[start RECORDS SUPPLIED]
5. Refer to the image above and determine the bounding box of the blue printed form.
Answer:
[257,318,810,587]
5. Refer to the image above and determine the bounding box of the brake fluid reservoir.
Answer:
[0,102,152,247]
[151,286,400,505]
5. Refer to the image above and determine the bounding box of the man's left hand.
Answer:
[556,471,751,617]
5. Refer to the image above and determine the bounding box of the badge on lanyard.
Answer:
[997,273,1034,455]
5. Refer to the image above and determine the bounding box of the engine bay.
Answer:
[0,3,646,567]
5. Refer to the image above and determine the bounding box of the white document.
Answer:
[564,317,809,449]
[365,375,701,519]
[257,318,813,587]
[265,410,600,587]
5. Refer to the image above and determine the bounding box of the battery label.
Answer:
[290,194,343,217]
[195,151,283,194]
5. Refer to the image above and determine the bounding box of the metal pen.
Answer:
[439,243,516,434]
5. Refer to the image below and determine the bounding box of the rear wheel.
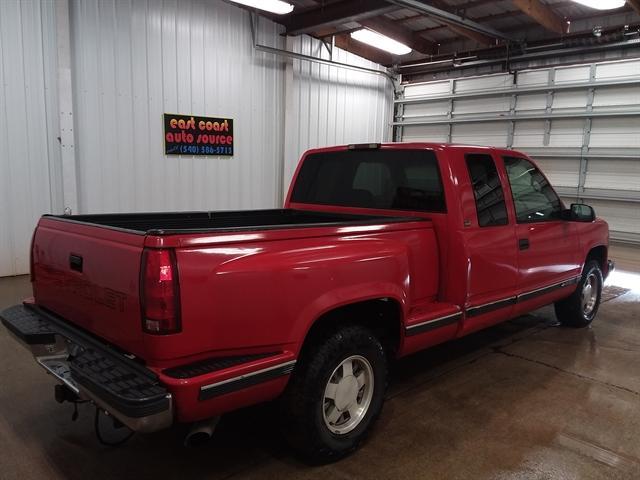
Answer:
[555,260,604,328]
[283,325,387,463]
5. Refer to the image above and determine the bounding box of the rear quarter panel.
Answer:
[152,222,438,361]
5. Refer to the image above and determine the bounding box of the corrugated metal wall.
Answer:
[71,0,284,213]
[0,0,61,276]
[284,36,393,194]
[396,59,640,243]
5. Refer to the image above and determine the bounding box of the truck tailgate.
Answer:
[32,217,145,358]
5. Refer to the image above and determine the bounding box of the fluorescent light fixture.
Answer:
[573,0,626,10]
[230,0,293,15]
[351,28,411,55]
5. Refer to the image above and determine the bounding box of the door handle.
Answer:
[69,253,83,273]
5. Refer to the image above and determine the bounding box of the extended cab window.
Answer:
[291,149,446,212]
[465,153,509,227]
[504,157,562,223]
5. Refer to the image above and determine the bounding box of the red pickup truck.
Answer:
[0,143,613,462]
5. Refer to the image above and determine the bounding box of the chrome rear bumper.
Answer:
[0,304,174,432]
[end RECORDS SUPPLIED]
[start RECORDS SUPPLIED]
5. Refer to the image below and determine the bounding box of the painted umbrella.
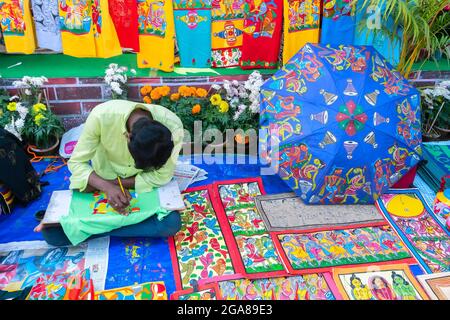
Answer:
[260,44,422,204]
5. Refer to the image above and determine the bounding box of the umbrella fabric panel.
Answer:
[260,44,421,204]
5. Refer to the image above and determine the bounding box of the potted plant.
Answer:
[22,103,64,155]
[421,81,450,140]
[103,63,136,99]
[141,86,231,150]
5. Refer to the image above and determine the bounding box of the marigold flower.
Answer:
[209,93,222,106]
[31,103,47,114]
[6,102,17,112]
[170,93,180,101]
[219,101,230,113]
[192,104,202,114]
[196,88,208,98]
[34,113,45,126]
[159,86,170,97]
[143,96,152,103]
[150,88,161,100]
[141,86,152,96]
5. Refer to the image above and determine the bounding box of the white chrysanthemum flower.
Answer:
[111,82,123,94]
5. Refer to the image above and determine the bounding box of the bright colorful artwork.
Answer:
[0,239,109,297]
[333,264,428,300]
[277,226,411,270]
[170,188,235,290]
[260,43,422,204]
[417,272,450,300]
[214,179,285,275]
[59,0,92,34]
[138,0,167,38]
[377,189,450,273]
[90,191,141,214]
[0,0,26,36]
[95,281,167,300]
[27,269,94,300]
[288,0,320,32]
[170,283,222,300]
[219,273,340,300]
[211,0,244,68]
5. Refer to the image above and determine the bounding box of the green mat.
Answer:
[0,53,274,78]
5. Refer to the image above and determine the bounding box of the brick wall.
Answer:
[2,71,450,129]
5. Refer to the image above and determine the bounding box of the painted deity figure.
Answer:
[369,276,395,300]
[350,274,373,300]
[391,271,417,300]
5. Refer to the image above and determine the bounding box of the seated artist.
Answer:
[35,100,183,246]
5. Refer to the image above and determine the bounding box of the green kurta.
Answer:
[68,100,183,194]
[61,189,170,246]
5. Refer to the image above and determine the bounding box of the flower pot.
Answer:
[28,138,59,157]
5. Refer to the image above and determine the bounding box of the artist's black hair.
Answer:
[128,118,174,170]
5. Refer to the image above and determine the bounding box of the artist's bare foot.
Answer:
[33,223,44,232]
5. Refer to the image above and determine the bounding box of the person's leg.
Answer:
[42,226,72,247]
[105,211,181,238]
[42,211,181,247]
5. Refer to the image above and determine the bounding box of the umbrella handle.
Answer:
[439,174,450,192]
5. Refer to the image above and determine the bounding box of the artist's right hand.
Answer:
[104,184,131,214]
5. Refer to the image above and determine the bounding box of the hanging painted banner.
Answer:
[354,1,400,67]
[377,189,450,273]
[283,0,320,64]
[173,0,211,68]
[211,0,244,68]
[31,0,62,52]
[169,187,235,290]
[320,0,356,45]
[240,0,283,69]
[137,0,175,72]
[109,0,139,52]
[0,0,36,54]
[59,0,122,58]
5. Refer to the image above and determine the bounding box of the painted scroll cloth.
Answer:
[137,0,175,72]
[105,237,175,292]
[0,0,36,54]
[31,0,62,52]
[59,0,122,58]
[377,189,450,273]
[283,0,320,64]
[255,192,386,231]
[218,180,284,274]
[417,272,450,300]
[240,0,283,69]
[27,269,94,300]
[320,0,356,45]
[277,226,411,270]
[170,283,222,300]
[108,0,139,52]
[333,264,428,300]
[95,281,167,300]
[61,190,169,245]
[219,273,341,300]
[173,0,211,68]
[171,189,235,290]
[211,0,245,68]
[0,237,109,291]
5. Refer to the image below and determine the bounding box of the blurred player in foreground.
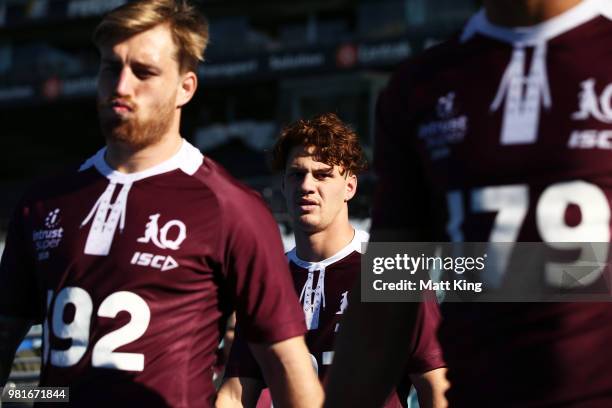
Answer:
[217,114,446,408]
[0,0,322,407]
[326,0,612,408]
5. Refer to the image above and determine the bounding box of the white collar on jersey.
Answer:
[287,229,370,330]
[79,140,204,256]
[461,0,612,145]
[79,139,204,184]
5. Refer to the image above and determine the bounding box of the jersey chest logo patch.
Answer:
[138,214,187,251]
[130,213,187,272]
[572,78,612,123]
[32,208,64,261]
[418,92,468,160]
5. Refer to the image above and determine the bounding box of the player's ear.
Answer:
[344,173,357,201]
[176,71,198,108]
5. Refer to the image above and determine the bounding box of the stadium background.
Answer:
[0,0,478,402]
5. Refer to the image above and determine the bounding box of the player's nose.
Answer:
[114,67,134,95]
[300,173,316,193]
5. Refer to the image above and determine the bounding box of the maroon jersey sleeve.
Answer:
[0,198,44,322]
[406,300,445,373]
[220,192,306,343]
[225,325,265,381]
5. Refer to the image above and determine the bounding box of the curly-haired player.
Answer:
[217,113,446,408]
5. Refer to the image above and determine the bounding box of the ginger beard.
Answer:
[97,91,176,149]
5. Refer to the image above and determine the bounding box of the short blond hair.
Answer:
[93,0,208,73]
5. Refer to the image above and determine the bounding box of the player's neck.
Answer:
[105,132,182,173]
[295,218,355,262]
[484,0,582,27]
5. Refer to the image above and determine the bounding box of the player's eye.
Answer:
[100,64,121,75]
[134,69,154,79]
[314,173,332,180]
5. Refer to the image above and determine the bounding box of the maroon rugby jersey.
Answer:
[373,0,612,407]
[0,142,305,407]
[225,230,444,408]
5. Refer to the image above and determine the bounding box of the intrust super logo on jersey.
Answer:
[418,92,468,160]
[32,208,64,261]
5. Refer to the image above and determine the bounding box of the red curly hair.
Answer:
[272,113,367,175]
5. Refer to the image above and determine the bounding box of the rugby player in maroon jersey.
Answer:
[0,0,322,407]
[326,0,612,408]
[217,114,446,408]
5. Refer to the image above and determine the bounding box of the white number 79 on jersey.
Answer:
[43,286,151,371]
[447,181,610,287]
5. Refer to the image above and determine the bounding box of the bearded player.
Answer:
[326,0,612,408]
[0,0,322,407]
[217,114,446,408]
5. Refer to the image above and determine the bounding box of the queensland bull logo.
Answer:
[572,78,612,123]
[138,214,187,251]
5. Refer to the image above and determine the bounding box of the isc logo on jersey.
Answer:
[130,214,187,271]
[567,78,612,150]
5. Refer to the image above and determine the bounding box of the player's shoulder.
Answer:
[end RECORDS SUPPLIED]
[start RECORDS SUPPLIED]
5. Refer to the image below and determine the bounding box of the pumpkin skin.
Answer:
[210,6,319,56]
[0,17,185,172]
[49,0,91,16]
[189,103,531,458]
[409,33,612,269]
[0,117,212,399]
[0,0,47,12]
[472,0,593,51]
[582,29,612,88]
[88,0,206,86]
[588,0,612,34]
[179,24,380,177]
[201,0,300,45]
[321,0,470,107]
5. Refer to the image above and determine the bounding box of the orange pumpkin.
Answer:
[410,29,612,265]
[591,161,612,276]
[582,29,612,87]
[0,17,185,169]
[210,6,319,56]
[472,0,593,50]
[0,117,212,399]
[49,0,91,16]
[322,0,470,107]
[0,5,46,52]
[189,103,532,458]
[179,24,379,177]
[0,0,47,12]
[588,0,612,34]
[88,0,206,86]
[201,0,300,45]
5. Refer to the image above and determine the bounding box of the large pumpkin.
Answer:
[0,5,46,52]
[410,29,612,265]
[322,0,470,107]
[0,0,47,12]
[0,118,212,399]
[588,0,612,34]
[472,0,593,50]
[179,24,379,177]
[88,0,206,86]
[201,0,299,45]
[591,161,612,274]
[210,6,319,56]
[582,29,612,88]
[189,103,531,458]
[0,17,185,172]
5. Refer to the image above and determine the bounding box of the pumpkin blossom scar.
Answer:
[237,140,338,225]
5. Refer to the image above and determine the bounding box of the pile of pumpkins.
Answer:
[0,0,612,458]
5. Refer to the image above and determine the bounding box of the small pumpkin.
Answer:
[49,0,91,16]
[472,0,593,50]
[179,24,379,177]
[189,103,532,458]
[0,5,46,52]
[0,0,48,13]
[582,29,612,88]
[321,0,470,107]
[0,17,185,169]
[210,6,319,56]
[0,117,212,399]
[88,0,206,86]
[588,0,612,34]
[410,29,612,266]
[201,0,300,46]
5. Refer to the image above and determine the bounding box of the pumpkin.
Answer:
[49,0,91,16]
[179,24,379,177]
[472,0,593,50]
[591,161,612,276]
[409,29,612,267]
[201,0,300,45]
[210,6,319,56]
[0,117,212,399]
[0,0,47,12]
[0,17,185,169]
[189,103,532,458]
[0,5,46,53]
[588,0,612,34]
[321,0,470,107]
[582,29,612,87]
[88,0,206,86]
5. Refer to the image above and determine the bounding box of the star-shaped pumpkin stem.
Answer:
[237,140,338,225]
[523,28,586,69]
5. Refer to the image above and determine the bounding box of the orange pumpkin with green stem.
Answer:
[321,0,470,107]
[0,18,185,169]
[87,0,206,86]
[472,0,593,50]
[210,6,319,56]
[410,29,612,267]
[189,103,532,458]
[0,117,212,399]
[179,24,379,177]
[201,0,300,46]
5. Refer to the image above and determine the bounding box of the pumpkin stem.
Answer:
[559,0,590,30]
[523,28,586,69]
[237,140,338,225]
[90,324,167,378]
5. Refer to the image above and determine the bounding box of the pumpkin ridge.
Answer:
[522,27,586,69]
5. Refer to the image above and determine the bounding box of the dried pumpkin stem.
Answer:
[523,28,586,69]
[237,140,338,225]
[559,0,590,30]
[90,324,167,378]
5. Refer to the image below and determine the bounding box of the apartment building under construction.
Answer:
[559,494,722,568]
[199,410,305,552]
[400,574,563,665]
[end RECORDS SUPPLIED]
WHAT IS BEING ASKED
Pull out every line in the records above that contains the word "metal".

ANSWER FOR THE TASK
5. Refer to the image above and determine the bounding box of the metal pen.
5. Refer to the image above and determine the bounding box of the corrugated metal wall.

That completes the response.